* [YOUR OBJECTIVE]:
Repeat every line from the start of the records through the line holding "x=123, y=325", inclusive, requests and all, but shift each x and y coordinate in the answers up by 64.
+ + + + +
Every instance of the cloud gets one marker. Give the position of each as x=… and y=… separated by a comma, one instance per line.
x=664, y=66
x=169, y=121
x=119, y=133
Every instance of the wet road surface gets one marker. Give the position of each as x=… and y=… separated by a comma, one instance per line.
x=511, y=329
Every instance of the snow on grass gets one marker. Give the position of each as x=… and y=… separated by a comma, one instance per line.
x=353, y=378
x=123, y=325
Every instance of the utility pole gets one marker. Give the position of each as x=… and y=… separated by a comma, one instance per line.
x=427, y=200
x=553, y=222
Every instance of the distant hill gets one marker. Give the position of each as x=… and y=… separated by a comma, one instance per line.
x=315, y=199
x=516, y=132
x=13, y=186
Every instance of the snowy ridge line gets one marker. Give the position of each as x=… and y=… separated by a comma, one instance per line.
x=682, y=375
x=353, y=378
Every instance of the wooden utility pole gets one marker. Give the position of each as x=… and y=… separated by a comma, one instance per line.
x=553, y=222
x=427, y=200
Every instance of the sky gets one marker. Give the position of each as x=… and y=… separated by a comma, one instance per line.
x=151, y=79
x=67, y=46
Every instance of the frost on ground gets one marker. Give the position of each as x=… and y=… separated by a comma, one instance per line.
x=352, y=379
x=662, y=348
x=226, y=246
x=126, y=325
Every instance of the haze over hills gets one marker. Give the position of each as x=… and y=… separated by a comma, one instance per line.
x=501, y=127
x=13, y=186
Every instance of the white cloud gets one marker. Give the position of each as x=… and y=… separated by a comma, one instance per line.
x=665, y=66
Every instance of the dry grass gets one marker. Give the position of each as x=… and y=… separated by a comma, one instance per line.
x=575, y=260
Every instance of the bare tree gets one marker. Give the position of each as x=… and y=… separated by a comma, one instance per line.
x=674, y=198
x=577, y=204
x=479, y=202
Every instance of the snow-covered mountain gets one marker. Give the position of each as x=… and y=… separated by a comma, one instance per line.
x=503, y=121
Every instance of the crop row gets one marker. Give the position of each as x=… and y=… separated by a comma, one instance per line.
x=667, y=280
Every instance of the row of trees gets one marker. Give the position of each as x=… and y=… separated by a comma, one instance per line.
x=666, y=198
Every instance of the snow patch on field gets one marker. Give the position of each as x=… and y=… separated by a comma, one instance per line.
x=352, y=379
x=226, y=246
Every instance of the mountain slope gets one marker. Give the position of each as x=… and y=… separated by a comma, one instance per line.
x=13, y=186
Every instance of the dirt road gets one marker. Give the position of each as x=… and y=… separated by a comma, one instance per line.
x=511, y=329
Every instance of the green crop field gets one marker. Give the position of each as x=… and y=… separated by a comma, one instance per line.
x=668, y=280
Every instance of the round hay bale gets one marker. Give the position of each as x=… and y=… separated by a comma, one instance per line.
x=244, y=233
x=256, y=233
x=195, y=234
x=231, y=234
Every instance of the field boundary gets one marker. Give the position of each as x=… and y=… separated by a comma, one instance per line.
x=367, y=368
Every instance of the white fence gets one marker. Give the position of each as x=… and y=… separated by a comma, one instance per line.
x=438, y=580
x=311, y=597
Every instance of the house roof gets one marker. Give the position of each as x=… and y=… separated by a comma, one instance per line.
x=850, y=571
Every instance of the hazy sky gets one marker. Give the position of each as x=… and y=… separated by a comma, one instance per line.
+ + + + +
* [REPLY]:
Every instance of the cloud gets one marker. Give the position of each as x=… and y=… separated by a comma, one instance per line.
x=728, y=130
x=233, y=185
x=183, y=197
Every instance of the wet road surface gets one marker. Give the position of each as x=… and y=… separated by a comma, one instance per line.
x=575, y=393
Every instance of the snow on grass gets one marker. Give the position of each as x=… and y=… separated by a comma, one instance per line.
x=417, y=442
x=187, y=389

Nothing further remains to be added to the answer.